** The task **
Copy out every one of the entries below word for word, and leave the pictures out of your copy.

** Data excerpts **
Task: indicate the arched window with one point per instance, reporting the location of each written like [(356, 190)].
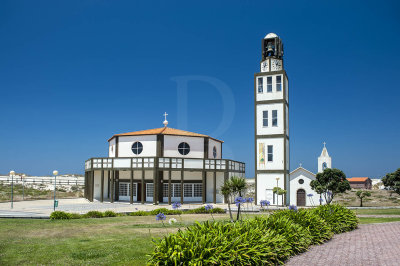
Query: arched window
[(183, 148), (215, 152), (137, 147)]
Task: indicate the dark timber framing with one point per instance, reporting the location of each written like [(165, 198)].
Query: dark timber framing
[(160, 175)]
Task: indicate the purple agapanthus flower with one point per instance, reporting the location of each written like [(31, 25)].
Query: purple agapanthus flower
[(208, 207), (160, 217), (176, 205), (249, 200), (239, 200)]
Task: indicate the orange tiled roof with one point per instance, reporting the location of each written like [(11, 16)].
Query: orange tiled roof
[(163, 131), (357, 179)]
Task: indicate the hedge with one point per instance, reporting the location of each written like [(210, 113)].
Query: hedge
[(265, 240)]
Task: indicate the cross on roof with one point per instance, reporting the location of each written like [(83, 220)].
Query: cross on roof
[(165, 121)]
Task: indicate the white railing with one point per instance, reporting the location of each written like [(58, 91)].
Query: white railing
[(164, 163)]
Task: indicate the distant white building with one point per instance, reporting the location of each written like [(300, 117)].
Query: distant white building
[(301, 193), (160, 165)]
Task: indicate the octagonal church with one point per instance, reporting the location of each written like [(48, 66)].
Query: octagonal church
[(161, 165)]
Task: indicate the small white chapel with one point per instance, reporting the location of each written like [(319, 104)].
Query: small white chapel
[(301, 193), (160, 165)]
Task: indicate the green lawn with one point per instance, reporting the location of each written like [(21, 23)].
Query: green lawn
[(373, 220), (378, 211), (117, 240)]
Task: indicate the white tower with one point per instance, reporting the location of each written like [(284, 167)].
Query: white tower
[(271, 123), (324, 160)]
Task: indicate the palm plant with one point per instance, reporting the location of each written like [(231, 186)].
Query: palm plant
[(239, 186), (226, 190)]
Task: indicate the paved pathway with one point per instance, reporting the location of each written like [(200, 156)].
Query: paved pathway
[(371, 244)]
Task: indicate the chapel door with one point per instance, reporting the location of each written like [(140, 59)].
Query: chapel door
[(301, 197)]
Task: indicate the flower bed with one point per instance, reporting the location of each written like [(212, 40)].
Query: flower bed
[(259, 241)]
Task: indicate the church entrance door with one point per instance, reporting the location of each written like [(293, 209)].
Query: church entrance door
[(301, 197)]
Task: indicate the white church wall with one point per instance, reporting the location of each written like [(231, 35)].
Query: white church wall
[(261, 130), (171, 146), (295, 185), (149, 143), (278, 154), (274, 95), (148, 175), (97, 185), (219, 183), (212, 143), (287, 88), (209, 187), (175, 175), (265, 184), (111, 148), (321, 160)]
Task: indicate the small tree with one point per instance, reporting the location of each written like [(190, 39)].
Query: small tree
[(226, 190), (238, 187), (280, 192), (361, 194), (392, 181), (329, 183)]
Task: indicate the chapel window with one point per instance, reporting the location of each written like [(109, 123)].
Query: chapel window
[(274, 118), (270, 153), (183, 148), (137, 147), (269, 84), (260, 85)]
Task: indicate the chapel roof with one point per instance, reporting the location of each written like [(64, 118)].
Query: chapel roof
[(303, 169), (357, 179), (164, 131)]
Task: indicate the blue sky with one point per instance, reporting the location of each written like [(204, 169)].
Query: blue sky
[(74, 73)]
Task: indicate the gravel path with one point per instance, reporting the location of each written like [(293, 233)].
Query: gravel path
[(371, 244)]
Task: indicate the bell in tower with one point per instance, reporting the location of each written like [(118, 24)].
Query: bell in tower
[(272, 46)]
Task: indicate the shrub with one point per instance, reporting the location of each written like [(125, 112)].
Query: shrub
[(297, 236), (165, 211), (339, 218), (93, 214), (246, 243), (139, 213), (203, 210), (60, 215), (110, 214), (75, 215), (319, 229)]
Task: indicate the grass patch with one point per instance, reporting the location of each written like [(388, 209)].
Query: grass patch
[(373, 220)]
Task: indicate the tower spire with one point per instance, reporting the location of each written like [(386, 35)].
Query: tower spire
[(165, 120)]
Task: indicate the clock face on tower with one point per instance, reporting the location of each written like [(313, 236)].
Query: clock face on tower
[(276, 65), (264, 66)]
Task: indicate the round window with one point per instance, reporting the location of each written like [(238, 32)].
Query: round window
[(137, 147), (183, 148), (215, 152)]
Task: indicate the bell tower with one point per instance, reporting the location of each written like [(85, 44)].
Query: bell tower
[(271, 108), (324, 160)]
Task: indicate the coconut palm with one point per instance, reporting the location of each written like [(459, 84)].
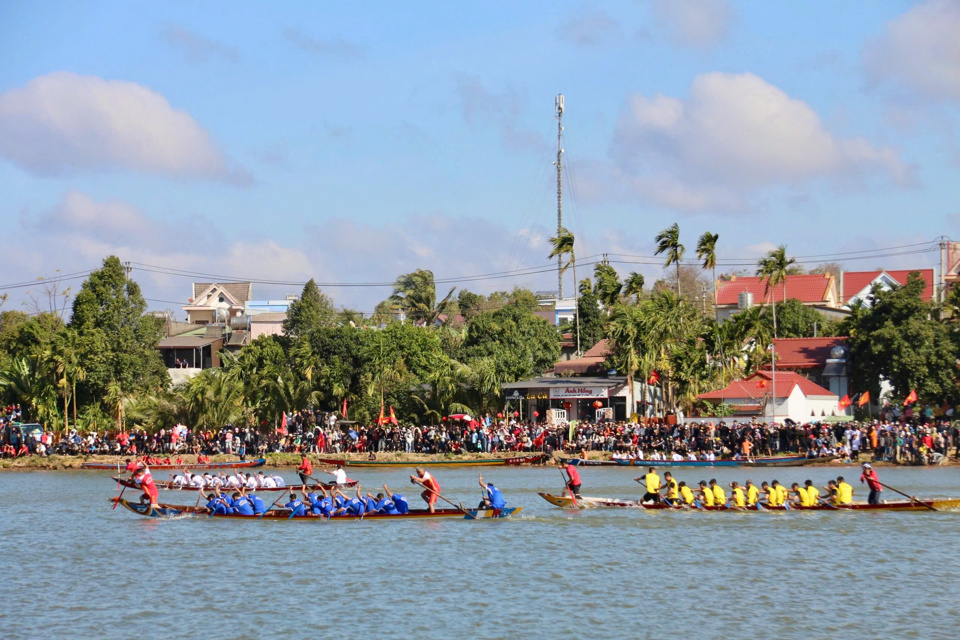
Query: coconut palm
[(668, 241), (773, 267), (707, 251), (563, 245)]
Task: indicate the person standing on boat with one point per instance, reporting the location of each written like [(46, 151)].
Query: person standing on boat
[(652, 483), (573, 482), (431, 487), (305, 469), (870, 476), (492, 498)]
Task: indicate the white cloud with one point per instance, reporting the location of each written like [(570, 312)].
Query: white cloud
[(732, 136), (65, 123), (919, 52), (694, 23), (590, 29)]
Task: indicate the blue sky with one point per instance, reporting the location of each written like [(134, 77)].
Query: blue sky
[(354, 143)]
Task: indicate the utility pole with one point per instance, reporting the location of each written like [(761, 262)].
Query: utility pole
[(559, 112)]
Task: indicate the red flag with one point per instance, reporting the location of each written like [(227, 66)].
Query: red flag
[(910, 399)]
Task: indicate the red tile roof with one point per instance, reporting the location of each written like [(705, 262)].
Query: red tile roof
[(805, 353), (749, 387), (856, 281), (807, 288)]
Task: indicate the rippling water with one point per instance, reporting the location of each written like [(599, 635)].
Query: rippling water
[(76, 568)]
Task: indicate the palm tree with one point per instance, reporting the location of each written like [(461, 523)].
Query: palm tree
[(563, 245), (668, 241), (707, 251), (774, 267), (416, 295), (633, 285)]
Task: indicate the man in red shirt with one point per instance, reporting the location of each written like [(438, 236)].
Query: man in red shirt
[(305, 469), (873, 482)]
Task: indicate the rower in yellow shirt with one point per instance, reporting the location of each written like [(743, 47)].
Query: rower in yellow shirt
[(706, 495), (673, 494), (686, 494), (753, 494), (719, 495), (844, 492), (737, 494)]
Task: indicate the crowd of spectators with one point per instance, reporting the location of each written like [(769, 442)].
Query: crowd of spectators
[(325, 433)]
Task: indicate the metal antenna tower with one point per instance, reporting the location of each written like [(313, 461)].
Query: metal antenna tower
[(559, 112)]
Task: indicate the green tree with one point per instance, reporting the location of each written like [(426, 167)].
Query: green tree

** Solution for this exercise **
Task: indicate the arched window with one point per instance, reporting the location of each written like [(356, 190)].
Query: arched window
[(183, 148), (215, 152), (137, 147)]
Task: indicate the dark timber framing with one point per instance, reporting the location of each written like [(165, 198)].
Query: dark timber framing
[(160, 175)]
Task: indicate the purple agapanthus flower with one point per instance, reporting the location of each written like [(31, 25)].
Query: purple agapanthus flower
[(208, 207), (160, 217), (176, 205), (249, 200), (239, 200)]
Task: indicate the orange tiled roof with one point per instance, reporting the location of each written like [(11, 16)].
Query: orange tiled roof
[(163, 131), (357, 179)]
Task: indicate the hedge with one point per instance, reporting the location of each written like [(210, 113)].
Query: hedge
[(265, 240)]
Task: indicate the cross on roof with one point per instance, reporting the location of each written like [(83, 220)].
Query: cross on roof
[(165, 121)]
Task: indicate the white railing with one point per instance, reporting the location of each written like [(58, 91)].
Query: white railing
[(164, 163)]
Task: indicate the distant white building with one point per instance, reporting the location of each written like [(300, 117)].
Query: distant white building
[(301, 193), (160, 165)]
Task: indicate the octagonal church with one point per instance, reporting the location of each written like [(48, 66)].
Query: octagonal church
[(161, 165)]
Task: indicate the small white chapel with one point per instance, reporting the location of each written like [(319, 104)].
Query: small white chapel
[(301, 193), (160, 165)]
Task: indicate the green lawn with one point per instance, reporting the location of each written like [(21, 23)].
Query: green lawn
[(373, 220), (378, 211), (117, 240)]
Task: indicate the white tower with one point per instance, reporting the location of each written like [(284, 167)].
Query: white tower
[(271, 123), (324, 160)]
Task: indicate the palm plant with one point per instance, reporting the location of each written like [(231, 186)].
Query: palm plant
[(239, 186), (226, 190)]
Task: indicate the paved pathway with one point per instance, reporting the location of each written like [(200, 156)].
Query: paved pathway
[(371, 244)]
Task: indicate the chapel door with one point per instance, reporting the location of each written like [(140, 59)].
Query: chapel door
[(301, 197)]
Task: indicate the flower bed with one point per instance, reporting the location of each written like [(212, 40)].
Query: flower bed
[(259, 241)]
Task: indicate the church entrance door with one point per instance, reporting the location of each written like [(293, 209)].
Query: church entrance door
[(301, 197)]
Task: indicate the white church wall with one point per instance, reporting the location of each written like [(231, 35)].
Query: white church wall
[(261, 130), (171, 146), (295, 185), (149, 143), (278, 154), (274, 95), (148, 175), (97, 185), (219, 183), (212, 143), (287, 88), (209, 187), (175, 175), (265, 184), (111, 148), (321, 160)]
Task: indicate the small tree with one point per instance, reporting the location of each written like [(190, 39)].
Query: small tree
[(226, 190), (238, 187), (280, 192), (361, 194), (392, 181), (329, 183)]
Task: indicate the chapel window with one point per instance, reporting the location of each written like [(109, 123)].
Query: chapel window
[(274, 118), (270, 153), (183, 148), (137, 147), (269, 84), (260, 85)]
Task: indicate the chapel roof with one point per instance, reporting the location of each written like [(64, 118)].
Query: chapel roof
[(303, 169), (357, 179), (164, 131)]
Task: indicate the blue sky with one point per instance, reporting the location of each written like [(204, 169)].
Query: blue sky
[(74, 73)]
Task: indicate the gravel path with one point per instance, reporting the location of each written like [(293, 233)].
Query: gravel path
[(371, 244)]
Task: indicate the bell in tower with one point per instance, reporting the location of each written like [(118, 24)].
Query: bell in tower
[(272, 46)]
Task: indicate the shrub with one point per instance, reporting the location of each written like [(125, 112)].
Query: shrub
[(297, 236), (165, 211), (339, 218), (93, 214), (246, 243), (139, 213), (203, 210), (60, 215), (110, 214), (75, 215), (319, 229)]
Task: indicate the grass patch with one point per instance, reporting the location of each written like [(388, 209)].
Query: grass patch
[(373, 220)]
Task: indicate the tower spire with one point per instance, reporting the location of each written like [(386, 35)].
Query: tower spire
[(165, 120)]
Task: indicate the clock face on tower with one point per instance, reporting the location of each written like [(313, 236)].
Query: clock face on tower
[(276, 65), (264, 66)]
Task: indicate the round window with one point per instance, reporting the location of each written like [(238, 32)].
Query: round window
[(137, 147), (183, 148), (215, 152)]
Task: indicate the bell tower with one point per instance, reporting the location of each written like [(85, 44)].
Query: bell tower
[(271, 108), (324, 160)]
Task: indicate the coconut palm with one point per instance, reporting the location of each written like [(459, 84)].
Query: coconut palm
[(668, 241), (773, 267), (707, 251), (563, 245)]
Task: indicate the person standing on boat with one point per instance, reporting the location of each written like [(46, 151)].
Query: person standing on boat
[(652, 483), (573, 482), (431, 487), (305, 469), (870, 476), (492, 498)]
Task: indicate the white cloud with one point per instance, reporting the location of each written like [(570, 312)].
Query: white cloud
[(732, 136), (65, 123), (919, 52), (694, 23), (590, 29)]
Task: indicate the blue sky with one point per instance, reporting the location of each written like [(134, 77)].
Query: blue sky
[(354, 143)]
Task: indicate the utility pole with one point per instance, reporting the location of each written like [(761, 262)].
Query: utility pole
[(559, 112)]
Task: indicate the red flag with one point per instance, reporting the location of each written like [(227, 66)].
Query: red flag
[(910, 399)]
Task: indicate the red tile roof with one point per instance, reporting the location of each written like [(705, 262)].
Query: red tile roof
[(805, 353), (749, 387), (856, 281), (807, 288)]
Task: indicate the rippling water with one point per instance, reporting the location of each written like [(599, 635)].
Query: rippling water
[(76, 568)]
Task: indicate the palm tree with one point per instance, reporting the location of each written like [(461, 523)].
Query: palm tree
[(563, 245), (668, 241), (707, 251), (774, 267), (416, 295), (633, 285)]
Task: indicate the man in red shirt with one point per instance, reporting the location of each written like [(438, 236)].
Query: man in red shirt
[(305, 469), (873, 482)]
Task: indicate the rower in yellow shirt with one point per instance, reporting the location of each written like [(743, 47)].
Query: rower in yellow shirt
[(706, 495), (673, 494), (686, 494), (753, 494), (719, 495), (844, 492), (737, 494)]
Task: indicate the crowd of spectators with one point per instance, reporting the location of each written like [(769, 442)].
Query: crowd of spectators
[(325, 433)]
Task: indicate the metal antenna tower with one point per instance, reporting the location of each written like [(313, 461)].
Query: metal antenna tower
[(559, 112)]
Task: indicate the green tree with one point per instance, reporting the location of each written like [(426, 167)].
Query: green tree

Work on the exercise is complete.